Description of the task: Render the records below as a JSON list of strings, one string per line and no strings for blank lines, covering every record. Leave the pictures out.

Exercise data:

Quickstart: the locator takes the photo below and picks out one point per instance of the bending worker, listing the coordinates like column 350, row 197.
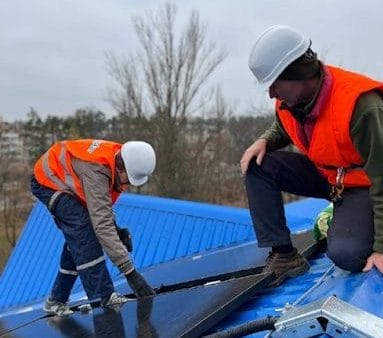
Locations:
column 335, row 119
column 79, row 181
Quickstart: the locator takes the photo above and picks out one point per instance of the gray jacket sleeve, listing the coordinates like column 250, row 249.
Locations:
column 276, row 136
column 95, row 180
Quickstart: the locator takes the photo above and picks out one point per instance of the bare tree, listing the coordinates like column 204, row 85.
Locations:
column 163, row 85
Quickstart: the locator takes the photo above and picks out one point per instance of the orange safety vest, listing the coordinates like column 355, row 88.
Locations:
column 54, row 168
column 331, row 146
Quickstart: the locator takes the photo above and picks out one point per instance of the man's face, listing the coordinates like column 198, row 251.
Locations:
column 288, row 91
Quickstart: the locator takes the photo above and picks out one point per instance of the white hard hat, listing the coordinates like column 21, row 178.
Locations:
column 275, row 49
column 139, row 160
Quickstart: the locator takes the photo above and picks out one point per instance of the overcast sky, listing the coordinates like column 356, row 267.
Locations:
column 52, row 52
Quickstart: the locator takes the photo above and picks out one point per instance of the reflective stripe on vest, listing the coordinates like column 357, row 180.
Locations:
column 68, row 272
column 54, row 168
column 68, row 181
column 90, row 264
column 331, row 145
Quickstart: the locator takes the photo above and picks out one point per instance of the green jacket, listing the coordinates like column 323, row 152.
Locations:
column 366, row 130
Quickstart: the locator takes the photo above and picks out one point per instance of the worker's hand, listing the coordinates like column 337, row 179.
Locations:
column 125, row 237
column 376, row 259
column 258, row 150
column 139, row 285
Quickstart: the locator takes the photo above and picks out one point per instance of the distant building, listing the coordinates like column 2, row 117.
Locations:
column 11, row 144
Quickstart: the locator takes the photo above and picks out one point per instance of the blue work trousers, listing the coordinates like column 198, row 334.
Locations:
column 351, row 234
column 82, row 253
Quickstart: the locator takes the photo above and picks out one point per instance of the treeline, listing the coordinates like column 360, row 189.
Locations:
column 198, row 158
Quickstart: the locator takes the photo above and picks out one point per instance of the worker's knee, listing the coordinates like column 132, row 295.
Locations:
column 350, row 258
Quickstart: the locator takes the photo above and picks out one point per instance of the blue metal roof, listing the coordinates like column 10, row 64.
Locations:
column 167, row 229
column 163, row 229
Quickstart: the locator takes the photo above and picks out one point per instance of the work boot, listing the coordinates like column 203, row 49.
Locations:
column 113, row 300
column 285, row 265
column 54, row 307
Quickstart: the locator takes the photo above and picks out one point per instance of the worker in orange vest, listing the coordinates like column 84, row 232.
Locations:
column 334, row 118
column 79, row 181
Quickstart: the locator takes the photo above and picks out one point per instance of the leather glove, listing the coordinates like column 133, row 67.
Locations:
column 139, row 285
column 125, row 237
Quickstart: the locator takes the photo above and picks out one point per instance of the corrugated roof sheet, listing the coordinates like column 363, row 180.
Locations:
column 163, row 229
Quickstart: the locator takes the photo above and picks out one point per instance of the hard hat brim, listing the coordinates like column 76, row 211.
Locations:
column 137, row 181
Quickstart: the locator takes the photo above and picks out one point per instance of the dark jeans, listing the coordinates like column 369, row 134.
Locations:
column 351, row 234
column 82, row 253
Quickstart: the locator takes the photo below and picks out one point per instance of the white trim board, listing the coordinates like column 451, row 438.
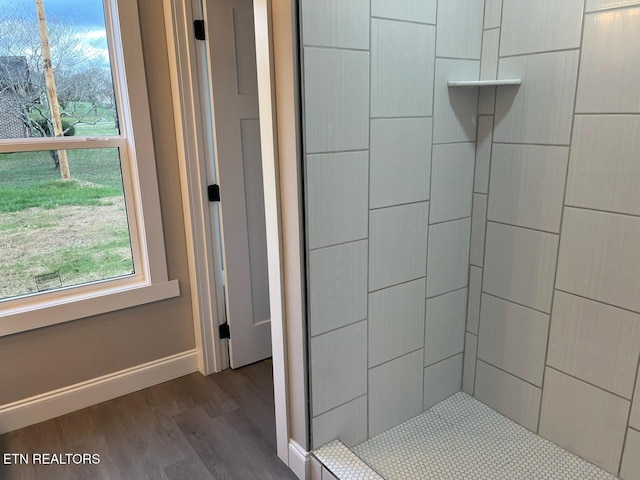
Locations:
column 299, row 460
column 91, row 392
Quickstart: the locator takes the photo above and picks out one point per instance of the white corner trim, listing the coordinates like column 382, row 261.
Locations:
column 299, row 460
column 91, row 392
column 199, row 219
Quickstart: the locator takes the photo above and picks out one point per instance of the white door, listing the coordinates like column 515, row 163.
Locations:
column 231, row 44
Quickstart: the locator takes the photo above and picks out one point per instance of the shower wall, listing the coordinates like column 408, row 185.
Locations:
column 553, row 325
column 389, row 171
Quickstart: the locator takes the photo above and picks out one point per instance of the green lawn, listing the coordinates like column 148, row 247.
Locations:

The response:
[
  "Quickstart: the locator takes the photo below and picks out one point per instance of the bending worker, listing the coordinates like column 350, row 197.",
  "Locations:",
  "column 335, row 119",
  "column 79, row 181",
  "Quickstart: the locator takes the photo above and picks out one point per instance of the gray jacket sleeve, listing the coordinates like column 250, row 249.",
  "Locations:",
  "column 276, row 136",
  "column 95, row 180",
  "Quickstart: the locator takes the photo above and picks out one point per instance of the bare tree, listing the coordinates like column 204, row 85.",
  "Locations:",
  "column 163, row 85",
  "Quickstart: the locator takes the photo above and picks out one point per instance of the orange safety vest, listing the coordinates like column 355, row 88.",
  "Locations:",
  "column 54, row 168",
  "column 331, row 146",
  "Quickstart: the locator takes the photo above and picks out one point per instance of the man's face, listing the coordinates like column 198, row 251.",
  "Locations:",
  "column 288, row 91",
  "Quickstart: the locator takes the photo above and picks out one point per instance of the white hard hat, listing the coordinates like column 21, row 178.",
  "Locations:",
  "column 275, row 49",
  "column 139, row 160",
  "Quickstart: the locator takes the photo above and picks out one point per instance of the overcast sky, listing the coordinates like column 356, row 267.",
  "Locations:",
  "column 52, row 52",
  "Quickstart: the locator takes the photo above and picks out one point per instance of the reflective stripe on vest, listing the coordinates like column 357, row 180.",
  "Locations:",
  "column 68, row 272",
  "column 54, row 168",
  "column 68, row 181",
  "column 90, row 264",
  "column 331, row 145",
  "Quickstart: the locator takes the photo above and picks out one point per instance of the green jacket, listing the coordinates like column 323, row 152.",
  "Locations:",
  "column 366, row 130",
  "Quickstart: the locator takes the photo above and picks out one point per instance of the worker's hand, listing the coordinates like column 337, row 179.",
  "Locations:",
  "column 125, row 237",
  "column 376, row 259",
  "column 258, row 150",
  "column 139, row 285",
  "Quickstart: the locator takes the photo above and picks out one point per instance of the distant building, listing the coordinates like column 2, row 117.",
  "Locations:",
  "column 11, row 144",
  "Quickstart: the locator takes the photo above and picks out one point per instance of the blue work trousers, listing the coordinates like column 198, row 334.",
  "Locations:",
  "column 351, row 234",
  "column 82, row 253",
  "Quickstart: the locator takes the photo above and picks out one point per instance of the treeline, listing the coordinates like column 360, row 189.",
  "Locations:",
  "column 198, row 158",
  "Quickstart: the locator takes the photo above and picks out one point per instance of the worker's knee, listing the coordinates like column 132, row 295.",
  "Locations:",
  "column 350, row 258",
  "Quickstart: the locator takes the photo above and picks out one point per instance of the blue metal roof, listing the coordinates like column 10, row 64.",
  "Locations:",
  "column 167, row 229",
  "column 163, row 229",
  "Quickstart: the locator takes the photo above and picks out one point per instance of the work boot, listing the coordinates like column 203, row 49.",
  "Locations:",
  "column 113, row 300",
  "column 285, row 265",
  "column 54, row 307",
  "Quickstart: the locator takes the photo above and picks out one point per instance of the worker in orange vest, listing the coordinates like column 84, row 232.",
  "Locations:",
  "column 334, row 118",
  "column 79, row 181",
  "Quickstart: the locator takes the photo above and picks out one point per instance of the leather glove, listing the coordinates like column 133, row 67.",
  "Locations:",
  "column 139, row 285",
  "column 125, row 237",
  "Quickstart: the locator takes the photo above and picks out one point per instance of the corrugated roof sheet, listing the coordinates like column 363, row 180.",
  "Locations:",
  "column 163, row 229",
  "Quickstart: the locator takes the photo above and picks out one point per instance of the hard hat brim, listing the coordinates like column 76, row 211.",
  "Locations:",
  "column 137, row 181",
  "Quickstart: the locator takes the photo above and picks out one point per instance of the dark jeans, listing the coordinates like column 369, row 134.",
  "Locations:",
  "column 351, row 234",
  "column 82, row 253",
  "Quickstart: the locator takes the photo below and picks out one point per instance of the white trim board, listing the coordinates like column 451, row 438.",
  "Locations:",
  "column 299, row 460",
  "column 91, row 392",
  "Quickstart: the locator takes the photo above and picks out one point per instance of the white corner trim, listing the coordinates like column 382, row 261.",
  "Locations:",
  "column 299, row 460",
  "column 91, row 392",
  "column 199, row 219",
  "Quickstart: the locator takes the photo above and picks out one point per instance of the white door, listing the coordinates like column 515, row 163.",
  "Locations:",
  "column 231, row 44",
  "Quickstart: the locator takes the photo above and picks out one point per instance of the shower wall, listing the coordinates like column 408, row 185.",
  "Locations:",
  "column 553, row 325",
  "column 389, row 171",
  "Quickstart: the locator takes the photo above and picks out one point per instance of the green lawn, listing the coordinates like column 148, row 247.",
  "Locations:"
]